**What is required**
Without altering a single word, repeat the records that follow.

● ● ● ● ●

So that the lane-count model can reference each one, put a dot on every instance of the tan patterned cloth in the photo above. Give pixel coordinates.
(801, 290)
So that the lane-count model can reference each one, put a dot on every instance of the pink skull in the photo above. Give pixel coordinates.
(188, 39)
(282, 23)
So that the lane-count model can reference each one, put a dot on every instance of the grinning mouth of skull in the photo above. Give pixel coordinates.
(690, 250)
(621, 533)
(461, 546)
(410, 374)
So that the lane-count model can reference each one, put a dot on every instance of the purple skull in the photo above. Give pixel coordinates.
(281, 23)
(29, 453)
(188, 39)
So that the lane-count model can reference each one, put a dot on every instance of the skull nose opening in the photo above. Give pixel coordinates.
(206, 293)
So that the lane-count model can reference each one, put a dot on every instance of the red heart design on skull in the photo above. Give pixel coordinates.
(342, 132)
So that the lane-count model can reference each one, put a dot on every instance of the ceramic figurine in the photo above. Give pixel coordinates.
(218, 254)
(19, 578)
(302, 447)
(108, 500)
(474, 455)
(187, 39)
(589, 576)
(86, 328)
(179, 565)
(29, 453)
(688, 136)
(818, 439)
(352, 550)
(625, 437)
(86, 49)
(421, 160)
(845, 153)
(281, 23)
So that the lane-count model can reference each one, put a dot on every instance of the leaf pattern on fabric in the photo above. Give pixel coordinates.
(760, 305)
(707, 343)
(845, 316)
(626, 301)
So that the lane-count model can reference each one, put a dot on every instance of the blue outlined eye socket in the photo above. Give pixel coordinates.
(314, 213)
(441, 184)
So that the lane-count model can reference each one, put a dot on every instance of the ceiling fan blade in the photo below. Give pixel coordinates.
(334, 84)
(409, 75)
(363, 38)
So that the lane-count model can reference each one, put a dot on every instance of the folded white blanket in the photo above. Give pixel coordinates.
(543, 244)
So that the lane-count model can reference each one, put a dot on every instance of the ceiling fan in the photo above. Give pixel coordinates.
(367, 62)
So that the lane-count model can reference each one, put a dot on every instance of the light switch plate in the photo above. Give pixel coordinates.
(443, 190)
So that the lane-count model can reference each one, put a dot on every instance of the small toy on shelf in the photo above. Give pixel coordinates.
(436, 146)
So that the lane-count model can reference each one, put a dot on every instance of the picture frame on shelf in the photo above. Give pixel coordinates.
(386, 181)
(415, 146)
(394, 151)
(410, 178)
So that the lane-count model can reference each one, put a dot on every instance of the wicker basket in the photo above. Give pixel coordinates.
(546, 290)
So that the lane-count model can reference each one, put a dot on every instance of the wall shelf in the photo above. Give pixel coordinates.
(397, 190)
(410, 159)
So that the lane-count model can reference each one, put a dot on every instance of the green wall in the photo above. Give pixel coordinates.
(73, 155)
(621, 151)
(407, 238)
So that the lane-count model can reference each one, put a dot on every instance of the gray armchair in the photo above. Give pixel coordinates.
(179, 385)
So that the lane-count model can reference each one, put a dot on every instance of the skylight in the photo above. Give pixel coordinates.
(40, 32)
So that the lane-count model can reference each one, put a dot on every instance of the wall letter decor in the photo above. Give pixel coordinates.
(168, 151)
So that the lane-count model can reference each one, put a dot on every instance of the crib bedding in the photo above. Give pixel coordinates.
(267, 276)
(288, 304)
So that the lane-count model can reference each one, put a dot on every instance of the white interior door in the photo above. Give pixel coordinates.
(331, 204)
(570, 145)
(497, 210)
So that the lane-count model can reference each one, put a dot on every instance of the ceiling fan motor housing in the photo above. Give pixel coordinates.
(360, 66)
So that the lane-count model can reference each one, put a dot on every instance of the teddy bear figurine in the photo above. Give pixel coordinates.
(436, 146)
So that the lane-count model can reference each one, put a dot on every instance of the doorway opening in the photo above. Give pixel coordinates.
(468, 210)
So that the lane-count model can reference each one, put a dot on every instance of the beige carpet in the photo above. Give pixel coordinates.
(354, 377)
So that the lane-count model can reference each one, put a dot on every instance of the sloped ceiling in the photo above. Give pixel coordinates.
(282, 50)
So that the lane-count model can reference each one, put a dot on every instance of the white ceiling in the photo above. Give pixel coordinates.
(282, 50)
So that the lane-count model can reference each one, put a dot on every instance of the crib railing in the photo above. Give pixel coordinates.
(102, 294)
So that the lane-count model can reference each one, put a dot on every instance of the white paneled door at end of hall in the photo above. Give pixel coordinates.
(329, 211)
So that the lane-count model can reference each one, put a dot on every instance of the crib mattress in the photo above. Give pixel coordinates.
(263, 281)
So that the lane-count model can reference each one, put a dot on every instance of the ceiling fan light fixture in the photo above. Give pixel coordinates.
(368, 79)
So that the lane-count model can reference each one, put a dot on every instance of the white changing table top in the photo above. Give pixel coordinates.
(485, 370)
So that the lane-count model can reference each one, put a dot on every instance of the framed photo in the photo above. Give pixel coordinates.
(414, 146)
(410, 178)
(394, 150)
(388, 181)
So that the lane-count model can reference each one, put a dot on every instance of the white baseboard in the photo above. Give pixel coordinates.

● ● ● ● ●

**Exercise answer**
So that the lane-count model can reference each one, put a dot on every instance of the tan patterned cloth in the photo above. Give pixel coordinates.
(801, 290)
So that the lane-count model can reference each one, put a dot on every instance of the pink skull in the photo above. Give pixel coordinates.
(188, 39)
(282, 23)
So that the lane-count model can reference each one, put a dot on every instance of the grinning mouth of skull in the photo above. Give pixel coordinates.
(690, 250)
(621, 533)
(461, 546)
(410, 374)
So that the lane-count model can reference each one, put a dot on every instance of the purple skull in the photo above. Give pixel coordinates.
(281, 23)
(29, 453)
(188, 39)
So that the lane-count model can reference each one, put a dot on every instance of the skull nose opening in the photo above. Give pixel coordinates.
(206, 293)
So that the lane-count model can reference each one, put a dot on every instance of the red heart design on skull in the photo above. Give pixel coordinates.
(342, 132)
So that the lane-count model can reference each one, put a dot on every instance of the ceramic figurine in the photo above. Give pixel coordinates.
(218, 254)
(19, 578)
(302, 447)
(108, 500)
(474, 455)
(187, 39)
(589, 576)
(86, 328)
(179, 565)
(29, 453)
(688, 136)
(818, 439)
(352, 550)
(625, 437)
(86, 49)
(421, 160)
(845, 153)
(281, 23)
So that the lane-count model can reference each one, put a dot on every instance of the leaf pattern on fabric in the photo above. Give pixel coordinates.
(760, 305)
(707, 343)
(845, 316)
(626, 301)
So that the lane-count model can reference each one, put a dot on every instance of the blue outlined eye socket in the photo above. Give pixel coordinates.
(314, 213)
(441, 184)
So that the lane-count model can reference each one, put a dot on every instance of the ceiling fan blade in the photo below. Give pixel coordinates.
(334, 84)
(409, 75)
(363, 38)
So that the lane-count model can reference each one, put a dot on every instance of the folded white blanket in the photo above. Give pixel coordinates.
(543, 244)
So that the lane-count model can reference each one, put a dot on every instance of the ceiling fan in the photo above. Give pixel coordinates.
(367, 62)
So that the lane-count model can reference each one, put a dot on every instance of the light switch plate in the photo above. Give pixel coordinates.
(443, 190)
So that the lane-count model can reference each one, put a dot on every instance of the small toy on shelf in the photo above. Give pixel coordinates.
(436, 146)
So that the lane-count model can reference each one, put a dot on every instance of the picture frame on shelf in the photo above. Give pixel coordinates.
(386, 181)
(415, 146)
(394, 151)
(410, 178)
So that the lane-count model can reference each one, put a dot on every instance of the wicker basket in the photo above. Give pixel coordinates.
(546, 290)
So that the lane-count model can reference each one, put a dot on every instance of the wall shelf in the photo above. Give pixel coordinates.
(397, 190)
(410, 159)
So that the lane-count model can reference each one, put a dot on every instance of the green wall in the photo above. Give pixel coordinates.
(73, 155)
(621, 151)
(407, 238)
So that the lane-count model can reference each one, put a dot on every instance of the gray armchair in the photo above. Give pixel coordinates.
(179, 385)
So that the lane-count model can reference each one, put a dot on every instance of the skylight in the photo above. Give pixel coordinates.
(40, 32)
So that the lane-count model can reference each one, put a dot on every instance of the wall letter decor in the photo above. Give pixel coordinates.
(168, 151)
So that the lane-count model can reference each one, put a dot on every instance of the crib bedding in the photo above. Give pixel coordinates.
(267, 276)
(288, 304)
So that the lane-count model can reference each one, put a dot on every instance of the white interior door in the photo above. Give pixel coordinates.
(331, 204)
(570, 145)
(497, 210)
So that the lane-count model can reference each one, put a dot on every instance of the ceiling fan motor housing in the photo above. Give pixel coordinates.
(360, 66)
So that the lane-count model can reference each one, put a dot on every instance of the teddy bear figurine in the photo above. Give pixel coordinates.
(436, 146)
So that the lane-count model can reference each one, put a dot on every instance of the doorway opening in the photo above. Give pixel coordinates.
(468, 210)
So that the lane-count model can reference each one, put a dot on every instance of the beige carpet in the photo above. Give pixel coordinates.
(354, 377)
So that the lane-count model can reference each one, put a dot on every instance of the sloped ceiling in the photo above. Give pixel coordinates.
(282, 50)
So that the lane-count model can reference each one, put a dot on every instance of the white ceiling in the photo above. Give pixel coordinates.
(282, 50)
So that the lane-count model can reference each one, put a dot on every instance of the crib railing in the photo above. Give pixel coordinates.
(102, 294)
So that the lane-count model can reference each one, put a dot on every instance of the white paneled door at end of hall in the photo above. Give pixel coordinates.
(329, 211)
So that the lane-count model can reference each one, put a dot on every instance of the crib mattress in the photo above. Give pixel coordinates.
(263, 281)
So that the lane-count model can reference each one, put a dot on every instance of the ceiling fan light fixture in the photo above. Give pixel coordinates.
(368, 79)
So that the lane-count model can reference each one, put a dot on every instance of the white changing table top in the photo above. Give pixel coordinates.
(485, 370)
So that the lane-count model can reference each one, put a dot on every instance of the framed photo in the photo above. Give pixel coordinates.
(414, 146)
(410, 178)
(394, 150)
(388, 181)
So that the lane-count model can reference each one, put a dot on every instance of the white baseboard in the photo above. Give pixel coordinates.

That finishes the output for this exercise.